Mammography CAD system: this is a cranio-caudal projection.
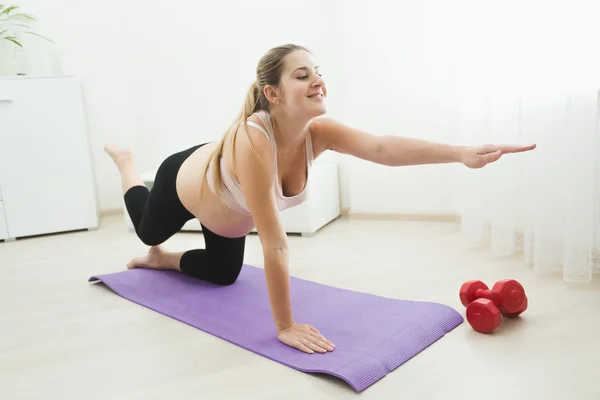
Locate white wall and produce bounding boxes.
[326,0,458,213]
[10,0,328,210]
[8,0,458,213]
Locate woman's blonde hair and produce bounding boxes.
[202,44,310,198]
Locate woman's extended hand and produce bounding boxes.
[461,144,536,168]
[277,324,335,354]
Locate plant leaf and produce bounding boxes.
[0,20,31,29]
[4,36,23,47]
[25,31,54,43]
[0,5,19,14]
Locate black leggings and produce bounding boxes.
[125,145,246,285]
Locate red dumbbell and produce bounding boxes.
[460,279,527,333]
[467,299,502,333]
[459,279,527,317]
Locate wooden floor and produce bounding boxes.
[0,215,600,400]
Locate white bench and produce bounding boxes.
[124,163,341,236]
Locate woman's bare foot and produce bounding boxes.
[127,246,183,271]
[127,246,162,269]
[104,144,133,168]
[104,144,144,194]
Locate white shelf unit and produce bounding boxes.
[0,76,99,240]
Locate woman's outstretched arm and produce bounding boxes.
[311,118,536,168]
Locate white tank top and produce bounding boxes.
[207,111,314,216]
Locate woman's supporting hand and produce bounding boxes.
[461,144,536,168]
[277,323,335,354]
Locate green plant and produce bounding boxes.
[0,4,52,47]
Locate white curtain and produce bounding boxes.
[456,1,600,282]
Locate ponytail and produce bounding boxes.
[200,81,262,198]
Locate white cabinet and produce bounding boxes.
[123,163,341,236]
[0,77,99,238]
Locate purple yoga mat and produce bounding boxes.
[89,265,463,392]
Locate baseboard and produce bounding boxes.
[100,208,123,217]
[341,208,460,222]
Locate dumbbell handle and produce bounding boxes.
[475,289,497,305]
[475,289,527,315]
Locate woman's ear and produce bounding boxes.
[263,85,281,104]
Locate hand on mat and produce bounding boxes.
[277,324,335,354]
[461,144,536,168]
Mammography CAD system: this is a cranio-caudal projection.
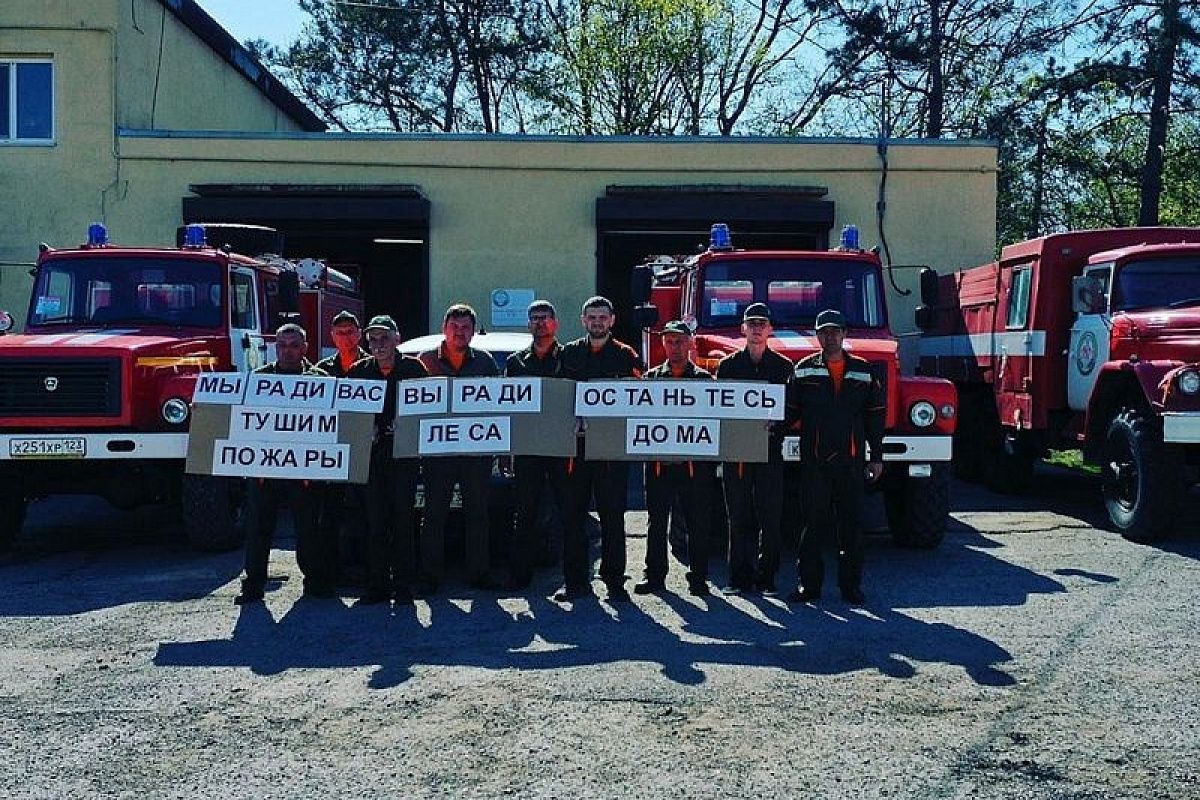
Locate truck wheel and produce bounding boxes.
[1102,408,1184,542]
[0,491,28,551]
[883,464,950,549]
[181,475,246,551]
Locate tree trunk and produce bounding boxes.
[1138,0,1180,225]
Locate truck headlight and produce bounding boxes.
[162,397,192,425]
[908,401,937,428]
[1175,369,1200,395]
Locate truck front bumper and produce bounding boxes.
[1163,411,1200,445]
[784,437,953,464]
[0,432,187,462]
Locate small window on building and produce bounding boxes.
[1006,266,1033,327]
[229,272,258,331]
[0,60,54,144]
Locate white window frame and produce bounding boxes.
[0,56,59,148]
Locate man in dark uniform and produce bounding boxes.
[554,296,643,602]
[787,309,887,606]
[234,323,336,606]
[347,314,428,606]
[317,309,371,582]
[504,300,566,589]
[716,302,792,595]
[634,320,716,597]
[420,303,500,594]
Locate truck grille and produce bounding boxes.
[0,359,121,417]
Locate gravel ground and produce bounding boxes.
[0,469,1200,800]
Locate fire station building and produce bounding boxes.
[0,0,996,352]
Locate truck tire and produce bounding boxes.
[181,475,246,551]
[883,464,950,551]
[1100,408,1184,542]
[0,489,29,551]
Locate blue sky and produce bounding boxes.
[198,0,307,44]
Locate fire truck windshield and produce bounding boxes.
[29,257,223,327]
[698,258,887,327]
[1112,255,1200,311]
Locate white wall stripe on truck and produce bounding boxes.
[920,331,1046,356]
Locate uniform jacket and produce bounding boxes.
[716,348,792,463]
[504,339,563,378]
[787,353,887,464]
[559,336,646,380]
[317,348,371,378]
[418,344,500,378]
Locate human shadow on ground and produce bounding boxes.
[155,510,1066,688]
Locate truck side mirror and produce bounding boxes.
[280,270,300,314]
[919,266,938,308]
[634,303,659,327]
[1070,275,1106,314]
[629,264,654,306]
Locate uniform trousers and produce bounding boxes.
[563,458,629,589]
[421,456,492,583]
[721,462,784,589]
[509,456,566,583]
[796,463,864,593]
[241,477,337,594]
[359,437,419,594]
[646,462,715,583]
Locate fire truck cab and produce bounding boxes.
[0,224,361,549]
[920,228,1200,541]
[632,223,956,548]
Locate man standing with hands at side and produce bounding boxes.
[787,308,887,606]
[504,300,566,589]
[554,295,642,602]
[634,320,716,597]
[716,302,792,595]
[418,303,500,595]
[347,314,427,606]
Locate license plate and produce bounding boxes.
[8,437,88,458]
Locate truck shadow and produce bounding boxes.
[154,524,1067,688]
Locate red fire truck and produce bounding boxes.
[920,228,1200,541]
[634,223,958,547]
[0,224,361,548]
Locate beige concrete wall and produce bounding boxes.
[110,137,996,345]
[116,0,301,131]
[0,6,120,323]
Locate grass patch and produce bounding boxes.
[1045,450,1100,475]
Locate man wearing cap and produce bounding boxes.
[346,314,428,606]
[504,300,566,589]
[317,309,371,378]
[787,308,887,606]
[554,295,643,602]
[317,309,371,582]
[634,320,716,597]
[419,303,500,595]
[716,302,792,595]
[234,323,336,606]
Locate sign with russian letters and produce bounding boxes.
[392,378,575,458]
[185,373,386,483]
[575,379,786,462]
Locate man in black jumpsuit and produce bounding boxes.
[504,300,566,589]
[634,320,716,597]
[554,296,643,602]
[347,314,428,606]
[716,302,792,595]
[234,323,337,606]
[419,303,500,595]
[787,309,887,606]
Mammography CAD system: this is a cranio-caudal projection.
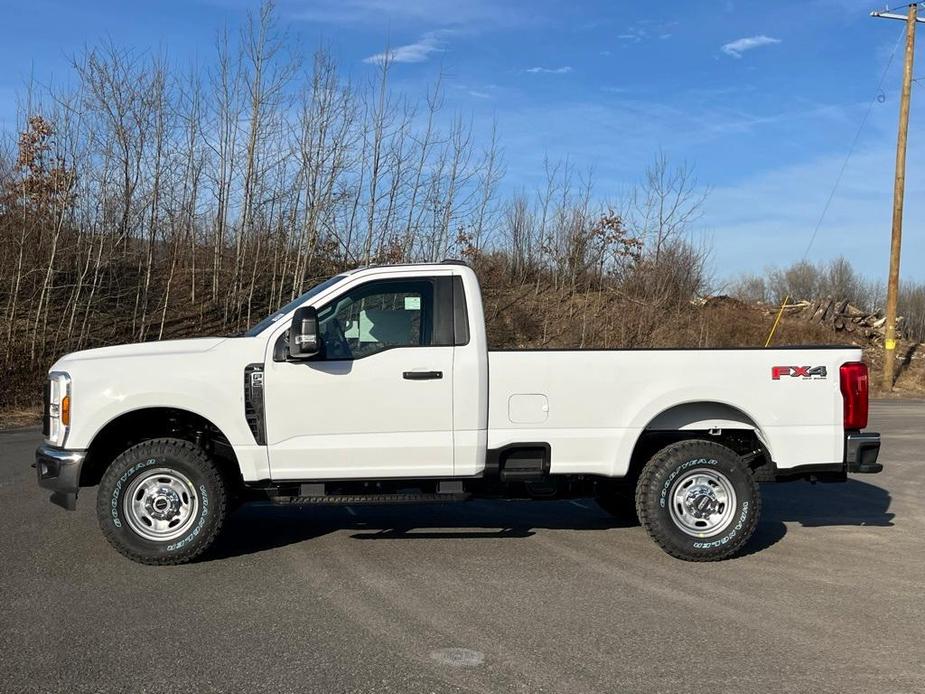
==============================
◆ Task directions
Rewrite every line of the listing above as a numbered list, skipping any blank lines and leaving the pictures out.

◆ The reply
1. Mammography CAD system: this is a cranio-caudal projection.
2. Locate white wall and produce bounding boxes.
3. [326,0,458,213]
4. [10,0,328,210]
5. [8,0,458,213]
6. Locate woman's blonde hair and produce bounding boxes.
7. [202,44,310,198]
8. Locate woman's extended hand and produce bounding boxes.
9. [461,144,536,168]
10. [277,324,335,354]
11. Locate plant leaf and produce bounding boxes.
12. [0,20,31,29]
13. [4,36,23,47]
14. [25,31,54,43]
15. [0,5,19,14]
16. Locate black leggings and produce bounding boxes.
17. [125,145,246,285]
18. Locate red dumbbell and produce bounding boxes.
19. [460,279,527,333]
20. [467,299,502,333]
21. [459,279,527,317]
22. Locate wooden floor and produce bounding boxes.
23. [0,215,600,400]
24. Locate white bench and produce bounding boxes.
25. [124,163,341,236]
26. Locate woman's bare foot and produce bounding boxes.
27. [127,246,183,271]
28. [127,246,162,269]
29. [104,144,133,168]
30. [104,144,144,194]
31. Locate white shelf unit and produce bounding boxes.
32. [0,76,99,240]
33. Locate woman's outstretched arm and produce bounding boxes.
34. [311,118,536,168]
35. Locate white tank top and produce bounding boxes.
36. [207,111,314,216]
37. Locate woman's supporting hand and produce bounding boxes.
38. [461,144,536,168]
39. [277,323,335,354]
40. Locate green plant and produce bounding boxes.
41. [0,4,52,47]
42. Locate white curtain and produce bounding boxes.
43. [456,1,600,282]
44. Locate ponytail and produce bounding boxes.
45. [200,81,262,198]
46. Locate white cabinet and produce bounding boxes.
47. [123,163,341,236]
48. [0,77,99,238]
49. Locate purple yoga mat and produce bounding boxes.
50. [89,265,463,392]
51. Locate baseboard and produce bounding boxes.
52. [100,208,123,217]
53. [341,208,460,222]
54. Locate dumbbell handle and produce bounding boxes.
55. [475,289,497,305]
56. [475,289,527,315]
57. Locate woman's ear and produce bounding boxes.
58. [263,85,281,104]
59. Locate hand on mat and produce bounding boxes.
60. [277,324,335,354]
61. [461,144,536,168]
62. Mammography CAD system: this is a cranio-caudal projection.
63. Locate truck wheel and produce bounding boxes.
64. [1102,408,1184,542]
65. [0,491,28,551]
66. [883,464,950,549]
67. [181,475,246,551]
68. Locate tree trunk and produce bounding boxes.
69. [1138,0,1180,225]
70. Locate truck headlight and produce bounding boxes.
71. [162,397,192,425]
72. [908,401,937,428]
73. [1175,369,1200,395]
74. Locate truck front bumper and produce bounding boxes.
75. [1163,411,1200,445]
76. [784,437,953,464]
77. [0,432,187,462]
78. Locate small window on building and produce bounding boxes.
79. [1006,266,1033,327]
80. [229,272,258,331]
81. [0,60,54,144]
82. Locate white window frame and produce bounding boxes.
83. [0,56,59,148]
84. Locate man in dark uniform and produce bounding boxes.
85. [554,296,643,602]
86. [787,309,887,606]
87. [234,323,336,606]
88. [347,314,428,606]
89. [317,309,371,582]
90. [504,300,566,589]
91. [716,302,792,595]
92. [634,320,716,597]
93. [420,303,500,594]
94. Locate truck grille and produce bounding boxes.
95. [0,359,121,417]
96. Locate gravel ground and produce bounding boxes.
97. [0,469,1200,800]
98. Locate fire station building and produce bounding boxes.
99. [0,0,996,352]
100. Locate truck tire and produce bounding boxes.
101. [181,475,246,551]
102. [883,464,950,551]
103. [1100,408,1184,542]
104. [0,489,29,551]
105. Locate blue sky and produce bounding boxes.
106. [198,0,307,44]
107. Locate fire truck windshield and produce bounding boxes.
108. [29,257,223,327]
109. [698,258,887,327]
110. [1112,255,1200,311]
111. Locate white wall stripe on truck and produce bounding boxes.
112. [920,331,1046,356]
113. Locate uniform jacket and produce bounding boxes.
114. [716,348,792,463]
115. [504,339,563,378]
116. [787,353,887,464]
117. [559,336,646,380]
118. [317,348,371,378]
119. [418,344,500,378]
120. Locate human shadow on ground and produce bounding boxes.
121. [155,510,1066,688]
122. Locate truck side mirror and produce bounding boxes.
123. [280,270,300,314]
124. [919,266,938,308]
125. [634,303,659,327]
126. [1070,275,1106,314]
127. [629,264,654,306]
128. Locate uniform trousers and produce bounding boxes.
129. [563,458,629,589]
130. [421,456,492,583]
131. [721,462,784,589]
132. [509,456,566,583]
133. [796,463,864,593]
134. [241,477,337,594]
135. [359,437,419,594]
136. [646,462,715,583]
137. Locate fire truck cab and produce bounding boxes.
138. [0,224,361,549]
139. [920,228,1200,541]
140. [632,223,956,548]
141. Locate man standing with hands at side and produce bounding boxes.
142. [787,308,887,606]
143. [504,300,566,589]
144. [554,295,642,602]
145. [634,320,716,597]
146. [716,302,792,595]
147. [418,303,500,595]
148. [347,314,427,606]
149. Locate license plate and produce bounding boxes.
150. [8,437,88,458]
151. Locate truck shadow and produce bounding boxes.
152. [154,524,1067,688]
153. Locate red fire truck and produce bounding boxes.
154. [920,228,1200,541]
155. [634,223,958,547]
156. [0,224,361,548]
157. Locate beige concrete wall and produce bounding boxes.
158. [110,137,996,345]
159. [116,0,301,131]
160. [0,6,120,323]
161. Locate grass patch and produce bounding boxes.
162. [1045,450,1100,475]
163. Locate man wearing cap and produce bounding boxes.
164. [346,314,428,606]
165. [504,300,566,589]
166. [317,309,371,378]
167. [787,308,887,606]
168. [554,295,643,602]
169. [317,309,371,582]
170. [634,320,716,597]
171. [419,303,500,595]
172. [716,302,792,595]
173. [234,323,336,606]
174. Locate sign with russian letters and produce bounding boxes.
175. [392,378,575,458]
176. [185,373,386,483]
177. [575,379,786,462]
178. Locate man in black jumpsuit and produce bounding boxes.
179. [504,300,566,589]
180. [634,320,716,597]
181. [554,296,643,602]
182. [347,314,428,606]
183. [716,302,792,595]
184. [234,323,337,606]
185. [419,303,500,595]
186. [787,309,887,606]
187. Mammography CAD system: this is a cranio-caudal projection.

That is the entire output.